## MATERIAL FOR THIS EXERCISE
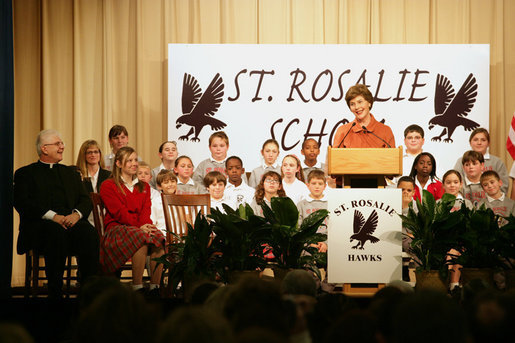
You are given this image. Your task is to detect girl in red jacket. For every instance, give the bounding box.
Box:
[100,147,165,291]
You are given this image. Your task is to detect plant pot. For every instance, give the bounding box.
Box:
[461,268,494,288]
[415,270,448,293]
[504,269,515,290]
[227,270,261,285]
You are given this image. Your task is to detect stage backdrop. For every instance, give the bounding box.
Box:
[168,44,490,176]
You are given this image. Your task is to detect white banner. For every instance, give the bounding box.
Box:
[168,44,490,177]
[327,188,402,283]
---
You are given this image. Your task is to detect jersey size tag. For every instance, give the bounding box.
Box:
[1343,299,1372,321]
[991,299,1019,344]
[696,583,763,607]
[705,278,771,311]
...
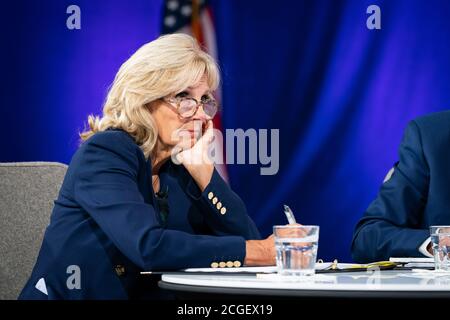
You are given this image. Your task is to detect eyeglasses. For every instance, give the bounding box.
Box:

## WHAT IS NEEDED
Copy the data above exactly, from the line containing "You are given this image. Your task is to detect stage" through the line containing "[327,188,402,283]", including both of those lines.

## SOLUTION TO THIS PROBLEM
You are given this image. Your task is to detect stage backdrop. For every instance, give the bounding box.
Box:
[168,44,490,176]
You are given this image. Your task is to detect white banner. For every instance, give the bounding box.
Box:
[168,44,490,177]
[327,188,402,283]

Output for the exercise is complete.